**PROBLEM TO SOLVE:**
If a line in the entries below contains the word "Class", it counts; report how many such lines there are, and only that number.

----------

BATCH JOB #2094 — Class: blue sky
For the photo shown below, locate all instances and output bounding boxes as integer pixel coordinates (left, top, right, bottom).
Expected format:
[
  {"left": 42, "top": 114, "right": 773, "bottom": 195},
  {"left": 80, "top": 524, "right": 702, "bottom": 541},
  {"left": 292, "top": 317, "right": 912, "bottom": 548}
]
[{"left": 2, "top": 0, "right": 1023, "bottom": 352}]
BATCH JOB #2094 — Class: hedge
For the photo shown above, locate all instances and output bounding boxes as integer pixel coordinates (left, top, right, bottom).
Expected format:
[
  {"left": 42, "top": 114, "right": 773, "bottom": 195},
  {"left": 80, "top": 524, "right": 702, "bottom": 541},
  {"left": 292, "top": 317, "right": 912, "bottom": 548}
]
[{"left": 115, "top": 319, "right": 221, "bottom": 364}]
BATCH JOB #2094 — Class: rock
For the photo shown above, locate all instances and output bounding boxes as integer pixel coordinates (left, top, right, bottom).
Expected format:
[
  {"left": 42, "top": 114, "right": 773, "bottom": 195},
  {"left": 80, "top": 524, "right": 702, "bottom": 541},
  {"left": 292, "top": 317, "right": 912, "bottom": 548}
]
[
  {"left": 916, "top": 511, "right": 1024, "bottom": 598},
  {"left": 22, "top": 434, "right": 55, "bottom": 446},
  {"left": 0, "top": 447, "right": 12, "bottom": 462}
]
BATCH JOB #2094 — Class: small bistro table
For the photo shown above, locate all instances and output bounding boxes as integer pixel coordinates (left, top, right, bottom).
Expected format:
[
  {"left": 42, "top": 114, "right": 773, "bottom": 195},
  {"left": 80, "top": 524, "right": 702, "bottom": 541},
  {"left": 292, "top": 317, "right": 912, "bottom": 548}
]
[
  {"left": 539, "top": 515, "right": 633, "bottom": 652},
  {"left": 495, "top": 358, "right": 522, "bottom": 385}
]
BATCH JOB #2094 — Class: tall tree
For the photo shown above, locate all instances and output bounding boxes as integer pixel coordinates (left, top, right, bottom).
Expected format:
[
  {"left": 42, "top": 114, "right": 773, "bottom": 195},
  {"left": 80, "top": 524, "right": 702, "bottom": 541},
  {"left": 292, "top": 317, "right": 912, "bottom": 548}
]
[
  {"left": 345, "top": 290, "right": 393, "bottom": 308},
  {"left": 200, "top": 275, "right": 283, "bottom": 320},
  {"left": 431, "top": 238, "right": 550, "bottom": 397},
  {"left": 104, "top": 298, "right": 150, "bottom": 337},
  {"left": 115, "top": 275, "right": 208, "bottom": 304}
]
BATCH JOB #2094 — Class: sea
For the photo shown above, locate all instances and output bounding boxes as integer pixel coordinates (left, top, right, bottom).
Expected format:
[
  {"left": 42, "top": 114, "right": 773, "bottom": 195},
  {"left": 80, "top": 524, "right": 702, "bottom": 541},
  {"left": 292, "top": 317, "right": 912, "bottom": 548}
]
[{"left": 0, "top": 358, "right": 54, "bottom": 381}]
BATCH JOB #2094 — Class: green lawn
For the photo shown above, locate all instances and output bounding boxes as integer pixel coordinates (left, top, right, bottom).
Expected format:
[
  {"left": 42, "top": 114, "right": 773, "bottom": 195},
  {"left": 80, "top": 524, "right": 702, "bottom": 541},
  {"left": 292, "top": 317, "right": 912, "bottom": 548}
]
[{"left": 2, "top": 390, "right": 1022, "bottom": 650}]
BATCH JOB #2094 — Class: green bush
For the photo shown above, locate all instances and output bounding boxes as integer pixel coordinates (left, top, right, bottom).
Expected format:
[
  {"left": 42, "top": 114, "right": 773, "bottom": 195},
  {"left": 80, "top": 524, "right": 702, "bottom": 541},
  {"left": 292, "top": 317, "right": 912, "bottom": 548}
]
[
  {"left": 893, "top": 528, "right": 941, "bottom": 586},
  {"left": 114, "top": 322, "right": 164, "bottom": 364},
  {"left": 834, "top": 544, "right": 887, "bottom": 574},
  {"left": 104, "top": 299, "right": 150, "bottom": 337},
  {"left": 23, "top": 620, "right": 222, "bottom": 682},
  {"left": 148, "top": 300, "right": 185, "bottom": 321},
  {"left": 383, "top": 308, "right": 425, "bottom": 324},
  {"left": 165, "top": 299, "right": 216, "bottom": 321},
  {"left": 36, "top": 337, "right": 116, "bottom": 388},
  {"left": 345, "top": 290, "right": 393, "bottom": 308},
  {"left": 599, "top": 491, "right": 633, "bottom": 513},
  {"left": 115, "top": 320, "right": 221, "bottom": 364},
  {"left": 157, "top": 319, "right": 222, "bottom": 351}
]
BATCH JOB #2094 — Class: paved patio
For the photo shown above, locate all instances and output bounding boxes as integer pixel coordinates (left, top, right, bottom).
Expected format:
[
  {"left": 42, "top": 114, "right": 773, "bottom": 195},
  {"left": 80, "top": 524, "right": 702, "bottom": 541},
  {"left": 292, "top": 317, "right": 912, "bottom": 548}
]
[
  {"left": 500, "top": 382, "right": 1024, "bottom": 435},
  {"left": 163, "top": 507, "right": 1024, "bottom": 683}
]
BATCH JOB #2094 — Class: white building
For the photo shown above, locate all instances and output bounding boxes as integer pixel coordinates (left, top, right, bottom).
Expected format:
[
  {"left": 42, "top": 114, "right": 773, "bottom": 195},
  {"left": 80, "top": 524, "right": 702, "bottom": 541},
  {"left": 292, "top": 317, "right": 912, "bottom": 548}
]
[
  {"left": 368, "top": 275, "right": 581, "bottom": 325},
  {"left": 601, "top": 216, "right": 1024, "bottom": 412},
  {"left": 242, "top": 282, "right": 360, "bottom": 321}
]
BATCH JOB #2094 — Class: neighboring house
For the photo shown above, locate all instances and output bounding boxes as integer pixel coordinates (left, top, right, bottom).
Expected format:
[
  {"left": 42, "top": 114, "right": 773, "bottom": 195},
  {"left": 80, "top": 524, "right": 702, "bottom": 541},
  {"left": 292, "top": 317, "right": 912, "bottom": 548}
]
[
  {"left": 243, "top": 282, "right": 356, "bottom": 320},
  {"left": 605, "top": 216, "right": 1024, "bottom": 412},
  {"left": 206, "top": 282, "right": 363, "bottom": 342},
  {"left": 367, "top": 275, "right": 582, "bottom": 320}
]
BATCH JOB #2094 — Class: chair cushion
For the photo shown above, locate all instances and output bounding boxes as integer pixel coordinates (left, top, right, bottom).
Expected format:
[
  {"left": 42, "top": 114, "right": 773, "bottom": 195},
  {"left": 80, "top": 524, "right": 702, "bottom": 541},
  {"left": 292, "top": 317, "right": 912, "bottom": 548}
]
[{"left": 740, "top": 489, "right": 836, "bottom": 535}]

----------

**RESULT FOR THIS TASK:**
12